→ MATERIAL TO PROCESS
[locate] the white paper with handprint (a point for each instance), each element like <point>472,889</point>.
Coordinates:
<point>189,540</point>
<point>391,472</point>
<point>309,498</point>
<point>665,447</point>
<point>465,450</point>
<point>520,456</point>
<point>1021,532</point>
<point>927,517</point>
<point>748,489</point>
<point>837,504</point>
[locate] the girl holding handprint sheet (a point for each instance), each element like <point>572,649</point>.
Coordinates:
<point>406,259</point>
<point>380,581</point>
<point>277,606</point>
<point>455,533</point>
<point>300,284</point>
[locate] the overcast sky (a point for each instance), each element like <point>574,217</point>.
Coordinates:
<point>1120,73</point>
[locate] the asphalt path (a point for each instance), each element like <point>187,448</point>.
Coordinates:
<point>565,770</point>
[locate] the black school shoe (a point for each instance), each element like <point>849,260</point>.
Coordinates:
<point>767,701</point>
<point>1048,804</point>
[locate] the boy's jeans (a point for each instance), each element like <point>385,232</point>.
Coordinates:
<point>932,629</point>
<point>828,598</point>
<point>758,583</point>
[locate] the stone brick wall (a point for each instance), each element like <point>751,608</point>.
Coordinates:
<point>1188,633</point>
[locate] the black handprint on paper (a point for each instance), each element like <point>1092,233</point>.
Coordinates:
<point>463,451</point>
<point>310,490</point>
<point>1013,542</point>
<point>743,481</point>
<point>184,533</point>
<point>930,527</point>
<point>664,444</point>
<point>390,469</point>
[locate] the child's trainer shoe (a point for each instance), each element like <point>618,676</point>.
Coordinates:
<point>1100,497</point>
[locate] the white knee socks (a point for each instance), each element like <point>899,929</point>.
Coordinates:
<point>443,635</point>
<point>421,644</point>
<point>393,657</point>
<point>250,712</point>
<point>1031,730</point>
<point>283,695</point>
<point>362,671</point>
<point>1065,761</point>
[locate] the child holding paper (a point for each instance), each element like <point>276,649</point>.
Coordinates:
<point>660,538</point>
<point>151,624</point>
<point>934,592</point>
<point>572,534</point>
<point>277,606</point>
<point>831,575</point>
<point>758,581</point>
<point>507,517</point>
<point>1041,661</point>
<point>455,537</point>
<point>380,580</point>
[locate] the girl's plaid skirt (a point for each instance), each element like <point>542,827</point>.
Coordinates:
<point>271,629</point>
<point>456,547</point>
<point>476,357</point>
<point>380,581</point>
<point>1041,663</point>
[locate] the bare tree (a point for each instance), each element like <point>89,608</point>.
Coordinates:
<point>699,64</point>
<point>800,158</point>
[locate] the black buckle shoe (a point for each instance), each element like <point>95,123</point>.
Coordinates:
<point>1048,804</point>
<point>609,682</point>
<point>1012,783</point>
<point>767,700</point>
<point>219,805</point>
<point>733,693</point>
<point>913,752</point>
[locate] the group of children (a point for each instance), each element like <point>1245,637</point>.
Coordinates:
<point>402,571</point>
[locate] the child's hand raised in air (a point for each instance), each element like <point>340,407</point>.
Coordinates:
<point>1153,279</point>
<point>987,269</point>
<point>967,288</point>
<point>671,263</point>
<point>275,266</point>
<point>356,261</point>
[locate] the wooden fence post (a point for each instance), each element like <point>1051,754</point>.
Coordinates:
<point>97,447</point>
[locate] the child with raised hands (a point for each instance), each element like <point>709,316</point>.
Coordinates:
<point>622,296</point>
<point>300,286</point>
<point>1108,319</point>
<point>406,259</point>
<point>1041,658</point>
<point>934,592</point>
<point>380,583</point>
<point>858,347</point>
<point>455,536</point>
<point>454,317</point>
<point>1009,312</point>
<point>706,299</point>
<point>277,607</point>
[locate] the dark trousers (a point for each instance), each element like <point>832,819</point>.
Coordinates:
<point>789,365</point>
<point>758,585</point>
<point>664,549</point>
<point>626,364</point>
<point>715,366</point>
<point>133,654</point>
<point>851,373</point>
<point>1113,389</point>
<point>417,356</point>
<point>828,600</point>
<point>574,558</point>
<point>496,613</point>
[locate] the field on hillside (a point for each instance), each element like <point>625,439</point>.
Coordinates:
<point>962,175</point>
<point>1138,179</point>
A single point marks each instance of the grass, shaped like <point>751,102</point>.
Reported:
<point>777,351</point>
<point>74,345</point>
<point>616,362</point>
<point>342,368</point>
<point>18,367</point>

→ SET TASK
Recast every line of the entries above as a numbered list, leaving out any blank lines.

→ RESPONSE
1. [locate] the white paper with handprint (a point for each instance), each element like <point>472,889</point>.
2. Coordinates:
3. <point>189,540</point>
4. <point>391,472</point>
5. <point>309,498</point>
6. <point>665,447</point>
7. <point>465,450</point>
8. <point>520,456</point>
9. <point>1021,532</point>
10. <point>927,517</point>
11. <point>748,489</point>
12. <point>837,504</point>
13. [locate] the girl holding handprint sheet (a point for each instance), each element like <point>572,649</point>.
14. Coordinates:
15. <point>406,259</point>
16. <point>380,581</point>
17. <point>277,606</point>
18. <point>455,533</point>
19. <point>300,284</point>
20. [locate] the overcast sky (a point for each instance), each element like <point>574,217</point>.
21. Coordinates:
22. <point>1120,73</point>
23. [locate] the asphalt path (a point for each instance), each element like <point>187,448</point>.
24. Coordinates:
25. <point>565,770</point>
26. [locate] the black school shoe (a point for each instance), each element like <point>849,260</point>.
27. Coordinates:
28. <point>767,701</point>
29. <point>1048,804</point>
30. [locate] the boy's jeans (a point for each instance), each element like <point>385,232</point>.
31. Coordinates:
32. <point>932,629</point>
33. <point>828,598</point>
34. <point>758,583</point>
35. [locate] the stone brick wall (a point for each instance), each element like <point>751,608</point>.
36. Coordinates:
37. <point>1188,633</point>
38. [locate] the black handprint on paper (a point for each instance), each element like <point>1092,233</point>.
39. Coordinates:
40. <point>463,451</point>
41. <point>310,490</point>
42. <point>1013,542</point>
43. <point>743,481</point>
44. <point>184,533</point>
45. <point>930,527</point>
46. <point>664,444</point>
47. <point>390,469</point>
48. [locate] the child's trainer shoe (a point for each instance), each element like <point>618,676</point>.
49. Coordinates:
50. <point>1100,497</point>
51. [locate] the white knee socks (a point for each instance), each element like <point>899,929</point>.
52. Coordinates:
53. <point>443,635</point>
54. <point>421,644</point>
55. <point>393,657</point>
56. <point>250,712</point>
57. <point>1031,730</point>
58. <point>283,695</point>
59. <point>362,671</point>
60. <point>1065,761</point>
61. [locate] the child holding paper (a point for each instance), each element like <point>276,649</point>.
62. Coordinates:
63. <point>660,538</point>
64. <point>151,624</point>
65. <point>934,592</point>
66. <point>572,534</point>
67. <point>277,606</point>
68. <point>831,575</point>
69. <point>758,581</point>
70. <point>507,517</point>
71. <point>1041,661</point>
72. <point>455,537</point>
73. <point>380,580</point>
74. [locate] the girl's plaid skirt (a point for each instance), each element like <point>542,827</point>.
75. Coordinates:
76. <point>271,629</point>
77. <point>456,547</point>
78. <point>476,357</point>
79. <point>380,581</point>
80. <point>1041,663</point>
81. [locate] the bare tree (a point for each instance), each element like <point>89,608</point>.
82. Coordinates:
83. <point>699,64</point>
84. <point>800,158</point>
85. [locate] the black buckle shoe (a point for each instance), each element like <point>95,123</point>.
86. Coordinates:
87. <point>1048,804</point>
88. <point>609,682</point>
89. <point>1012,783</point>
90. <point>767,700</point>
91. <point>219,805</point>
92. <point>733,693</point>
93. <point>913,752</point>
94. [locate] the group of children (a point for each instance), each element like <point>1245,637</point>.
95. Coordinates:
96. <point>402,571</point>
97. [locate] the child's hand raised in air (a point for each instance), each element like <point>340,407</point>.
98. Coordinates:
99. <point>1153,279</point>
100. <point>987,269</point>
101. <point>967,288</point>
102. <point>671,263</point>
103. <point>275,266</point>
104. <point>356,261</point>
105. [locate] the wooden fence post (a point for each instance), each element like <point>1051,754</point>.
106. Coordinates:
107. <point>97,447</point>
108. [locate] the child with raised hands (a point for each instance), each element like <point>709,316</point>.
109. Coordinates:
110. <point>622,296</point>
111. <point>300,286</point>
112. <point>1108,319</point>
113. <point>406,259</point>
114. <point>1041,658</point>
115. <point>934,592</point>
116. <point>380,583</point>
117. <point>858,347</point>
118. <point>455,536</point>
119. <point>454,317</point>
120. <point>1009,312</point>
121. <point>706,299</point>
122. <point>277,607</point>
123. [locate] the dark trousers (a point for each instance), each element like <point>832,819</point>.
124. Coordinates:
125. <point>789,365</point>
126. <point>758,585</point>
127. <point>664,549</point>
128. <point>626,364</point>
129. <point>715,366</point>
130. <point>133,654</point>
131. <point>851,373</point>
132. <point>1113,389</point>
133. <point>417,356</point>
134. <point>828,600</point>
135. <point>574,558</point>
136. <point>496,613</point>
137. [locate] the field on hillside (a point for each instance), each element like <point>625,439</point>.
138. Coordinates:
139. <point>962,175</point>
140. <point>1138,179</point>
141. A single point marks each instance of the grass, shaped like <point>751,102</point>.
142. Reported:
143. <point>777,351</point>
144. <point>74,345</point>
145. <point>616,362</point>
146. <point>342,368</point>
147. <point>18,367</point>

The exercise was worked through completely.